• **Written task**
Count the lines in the data below that contain the word "table", and reply with only that number.

• **Extracted information**
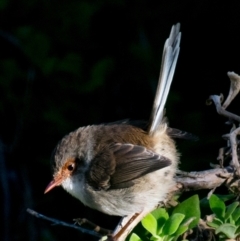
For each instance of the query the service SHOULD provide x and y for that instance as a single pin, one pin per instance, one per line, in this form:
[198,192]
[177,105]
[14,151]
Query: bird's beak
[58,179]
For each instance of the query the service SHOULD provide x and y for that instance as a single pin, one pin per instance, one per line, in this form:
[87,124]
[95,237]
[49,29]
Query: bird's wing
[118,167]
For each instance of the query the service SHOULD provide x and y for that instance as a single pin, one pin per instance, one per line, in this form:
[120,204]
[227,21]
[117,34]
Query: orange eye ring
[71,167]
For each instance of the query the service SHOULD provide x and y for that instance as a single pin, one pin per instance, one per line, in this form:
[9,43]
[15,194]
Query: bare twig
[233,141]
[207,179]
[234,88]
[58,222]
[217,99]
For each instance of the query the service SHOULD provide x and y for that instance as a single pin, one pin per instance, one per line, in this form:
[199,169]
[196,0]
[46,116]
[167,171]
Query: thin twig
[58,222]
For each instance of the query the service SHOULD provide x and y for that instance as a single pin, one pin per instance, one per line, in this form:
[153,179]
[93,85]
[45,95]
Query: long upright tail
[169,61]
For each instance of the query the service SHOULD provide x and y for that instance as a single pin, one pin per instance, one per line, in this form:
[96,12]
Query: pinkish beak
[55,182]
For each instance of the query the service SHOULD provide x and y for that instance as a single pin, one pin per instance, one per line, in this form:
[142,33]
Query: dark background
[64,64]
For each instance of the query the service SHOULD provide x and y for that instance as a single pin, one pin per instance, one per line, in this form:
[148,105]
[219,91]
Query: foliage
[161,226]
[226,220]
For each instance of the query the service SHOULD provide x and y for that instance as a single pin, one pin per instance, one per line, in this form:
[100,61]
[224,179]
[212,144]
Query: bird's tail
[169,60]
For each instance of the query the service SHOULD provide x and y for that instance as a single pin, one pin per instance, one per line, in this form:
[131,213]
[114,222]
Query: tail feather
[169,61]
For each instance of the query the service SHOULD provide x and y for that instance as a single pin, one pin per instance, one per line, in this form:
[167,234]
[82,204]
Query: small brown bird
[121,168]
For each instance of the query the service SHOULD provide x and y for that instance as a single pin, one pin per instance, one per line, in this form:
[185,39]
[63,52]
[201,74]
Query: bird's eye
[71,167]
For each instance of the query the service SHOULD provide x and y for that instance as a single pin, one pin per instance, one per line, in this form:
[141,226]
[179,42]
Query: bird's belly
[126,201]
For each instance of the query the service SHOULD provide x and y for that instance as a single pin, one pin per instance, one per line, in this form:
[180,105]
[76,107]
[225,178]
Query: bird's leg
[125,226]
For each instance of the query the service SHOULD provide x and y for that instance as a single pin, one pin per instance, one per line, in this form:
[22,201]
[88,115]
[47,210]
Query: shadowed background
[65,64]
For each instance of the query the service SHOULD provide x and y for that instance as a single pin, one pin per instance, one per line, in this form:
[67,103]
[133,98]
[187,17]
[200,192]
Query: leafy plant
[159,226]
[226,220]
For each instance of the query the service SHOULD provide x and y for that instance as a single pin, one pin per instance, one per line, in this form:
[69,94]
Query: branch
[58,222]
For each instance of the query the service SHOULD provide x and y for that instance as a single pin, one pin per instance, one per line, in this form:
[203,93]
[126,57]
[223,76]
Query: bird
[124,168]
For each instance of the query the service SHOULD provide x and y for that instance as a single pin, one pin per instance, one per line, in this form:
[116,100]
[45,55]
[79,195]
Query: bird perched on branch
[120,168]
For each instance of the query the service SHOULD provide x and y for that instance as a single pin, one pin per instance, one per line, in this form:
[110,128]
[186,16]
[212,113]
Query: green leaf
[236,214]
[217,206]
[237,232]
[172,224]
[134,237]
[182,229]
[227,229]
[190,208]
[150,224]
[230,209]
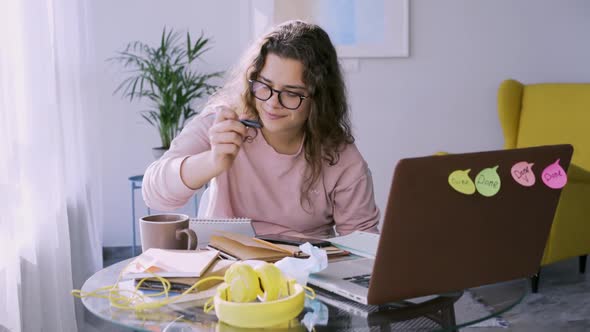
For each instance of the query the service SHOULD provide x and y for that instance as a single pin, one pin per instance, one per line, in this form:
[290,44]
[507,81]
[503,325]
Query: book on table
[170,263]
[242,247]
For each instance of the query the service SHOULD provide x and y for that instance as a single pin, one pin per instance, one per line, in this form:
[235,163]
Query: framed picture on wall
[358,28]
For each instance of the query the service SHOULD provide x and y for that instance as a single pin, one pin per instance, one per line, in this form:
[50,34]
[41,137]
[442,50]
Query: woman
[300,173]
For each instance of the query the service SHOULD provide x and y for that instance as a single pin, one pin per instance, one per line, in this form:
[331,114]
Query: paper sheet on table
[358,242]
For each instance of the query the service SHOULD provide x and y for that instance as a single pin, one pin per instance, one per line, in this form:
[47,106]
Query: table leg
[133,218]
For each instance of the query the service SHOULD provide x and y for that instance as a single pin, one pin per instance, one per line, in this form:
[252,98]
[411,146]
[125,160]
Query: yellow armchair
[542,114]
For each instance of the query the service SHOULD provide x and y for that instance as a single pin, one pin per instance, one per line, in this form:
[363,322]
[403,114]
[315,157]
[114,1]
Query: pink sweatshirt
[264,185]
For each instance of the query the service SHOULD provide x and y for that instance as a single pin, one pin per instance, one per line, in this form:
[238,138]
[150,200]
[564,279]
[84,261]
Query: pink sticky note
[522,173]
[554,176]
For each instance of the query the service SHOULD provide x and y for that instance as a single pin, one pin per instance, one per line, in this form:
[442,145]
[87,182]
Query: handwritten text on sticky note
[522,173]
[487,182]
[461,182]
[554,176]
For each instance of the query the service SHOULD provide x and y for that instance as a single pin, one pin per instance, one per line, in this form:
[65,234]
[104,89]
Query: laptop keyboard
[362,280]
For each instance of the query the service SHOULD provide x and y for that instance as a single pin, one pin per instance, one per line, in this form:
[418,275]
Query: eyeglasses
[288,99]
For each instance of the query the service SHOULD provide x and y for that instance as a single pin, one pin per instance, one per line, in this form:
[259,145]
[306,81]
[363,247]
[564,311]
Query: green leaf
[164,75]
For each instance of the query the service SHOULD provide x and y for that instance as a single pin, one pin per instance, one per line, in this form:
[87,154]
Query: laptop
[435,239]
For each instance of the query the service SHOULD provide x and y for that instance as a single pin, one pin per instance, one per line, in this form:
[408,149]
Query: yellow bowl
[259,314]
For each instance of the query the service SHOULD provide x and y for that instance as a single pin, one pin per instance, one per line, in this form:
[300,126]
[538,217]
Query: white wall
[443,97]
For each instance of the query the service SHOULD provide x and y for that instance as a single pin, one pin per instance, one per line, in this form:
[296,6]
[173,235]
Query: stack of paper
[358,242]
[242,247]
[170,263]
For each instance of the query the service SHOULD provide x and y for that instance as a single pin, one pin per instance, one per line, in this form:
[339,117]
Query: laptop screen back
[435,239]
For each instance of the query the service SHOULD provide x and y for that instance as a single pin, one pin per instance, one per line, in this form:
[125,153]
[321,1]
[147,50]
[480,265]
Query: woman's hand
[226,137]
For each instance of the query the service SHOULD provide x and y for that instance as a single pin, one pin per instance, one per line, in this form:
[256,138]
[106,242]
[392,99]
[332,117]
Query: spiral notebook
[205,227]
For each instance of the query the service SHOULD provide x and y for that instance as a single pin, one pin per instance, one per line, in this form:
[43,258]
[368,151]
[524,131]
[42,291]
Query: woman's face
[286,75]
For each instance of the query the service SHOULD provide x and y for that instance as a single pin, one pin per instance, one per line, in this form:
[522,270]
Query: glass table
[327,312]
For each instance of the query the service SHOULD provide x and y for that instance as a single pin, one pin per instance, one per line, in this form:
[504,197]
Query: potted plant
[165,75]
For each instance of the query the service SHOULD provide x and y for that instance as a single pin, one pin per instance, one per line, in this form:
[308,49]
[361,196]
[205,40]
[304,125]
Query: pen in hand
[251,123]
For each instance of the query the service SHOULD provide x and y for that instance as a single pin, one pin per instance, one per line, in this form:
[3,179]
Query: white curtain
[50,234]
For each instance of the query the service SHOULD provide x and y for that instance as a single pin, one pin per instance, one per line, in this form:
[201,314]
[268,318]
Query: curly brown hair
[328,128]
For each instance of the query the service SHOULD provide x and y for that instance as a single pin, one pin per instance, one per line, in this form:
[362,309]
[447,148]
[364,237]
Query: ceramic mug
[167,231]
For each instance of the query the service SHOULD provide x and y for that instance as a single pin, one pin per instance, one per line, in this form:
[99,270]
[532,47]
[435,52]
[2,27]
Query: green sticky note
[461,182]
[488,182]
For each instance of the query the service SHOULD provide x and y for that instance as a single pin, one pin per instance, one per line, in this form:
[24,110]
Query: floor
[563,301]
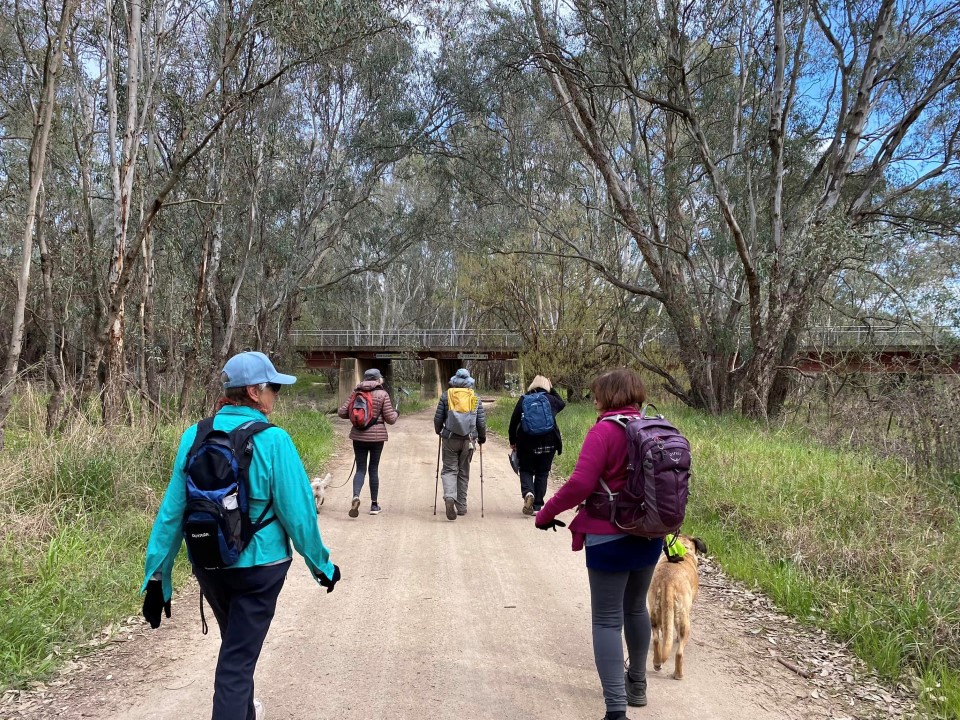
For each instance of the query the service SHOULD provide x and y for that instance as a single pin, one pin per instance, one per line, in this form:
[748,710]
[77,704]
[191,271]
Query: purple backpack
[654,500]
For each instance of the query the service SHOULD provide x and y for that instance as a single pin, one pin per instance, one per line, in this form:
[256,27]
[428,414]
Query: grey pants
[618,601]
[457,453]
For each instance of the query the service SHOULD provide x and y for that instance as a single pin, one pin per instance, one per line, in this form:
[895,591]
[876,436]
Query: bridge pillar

• **Answer to this task**
4